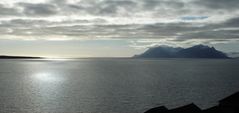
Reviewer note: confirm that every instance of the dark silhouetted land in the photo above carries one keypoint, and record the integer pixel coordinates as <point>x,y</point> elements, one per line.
<point>229,104</point>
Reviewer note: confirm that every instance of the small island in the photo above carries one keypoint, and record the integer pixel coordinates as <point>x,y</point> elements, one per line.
<point>197,51</point>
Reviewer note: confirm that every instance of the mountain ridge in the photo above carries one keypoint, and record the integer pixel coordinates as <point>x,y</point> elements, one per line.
<point>197,51</point>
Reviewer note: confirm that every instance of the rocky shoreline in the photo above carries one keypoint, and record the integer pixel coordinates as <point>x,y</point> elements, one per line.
<point>229,104</point>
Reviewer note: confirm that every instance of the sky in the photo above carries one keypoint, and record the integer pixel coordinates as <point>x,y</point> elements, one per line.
<point>115,28</point>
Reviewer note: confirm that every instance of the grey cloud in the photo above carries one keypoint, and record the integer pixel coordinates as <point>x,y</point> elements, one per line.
<point>219,4</point>
<point>8,11</point>
<point>38,9</point>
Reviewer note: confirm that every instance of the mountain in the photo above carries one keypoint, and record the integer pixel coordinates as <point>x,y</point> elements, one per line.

........

- [EXERCISE OBJECTIVE]: Return the entries above exactly and in full; do not include images.

- [RESPONSE AREA]:
Reviewer note: confirm that every instance of the dark silhouetted land in the photo above carries one keypoint, and record the integer pixel coordinates as <point>x,y</point> elements, one per line.
<point>229,104</point>
Reviewer note: confirm that every instance of the small island in the photo above carries one keypoint, and record the integer pixel coordinates as <point>x,y</point> elements, one per line.
<point>197,51</point>
Reviewer note: confirm that every instance of the mountain ridge in the photo above carries one keypoint, and record the integer pixel coordinates as <point>x,y</point> elements, one per line.
<point>197,51</point>
Reviewer note: confirm that every instance of the rocky shoreline in the photo above carries one keypoint, and record the integer pixel coordinates as <point>x,y</point> elements, one per line.
<point>229,104</point>
Reviewer note: confirm that every instance of the sky in the photo above carries one keypoint, and record the integer pixel coordinates as <point>x,y</point> elements, one per line.
<point>115,28</point>
Reviewer note: confirm that every instance of the grey cloud in the photo above carries one keypoint, and record the integer pixel coordinates as <point>x,y</point> elements, one per line.
<point>219,4</point>
<point>8,11</point>
<point>38,9</point>
Reviewer note: confirm that every instance of the mountain in the photo above carries one keypoint, and record the integer pixel coordinates as <point>x,y</point> elements, one per line.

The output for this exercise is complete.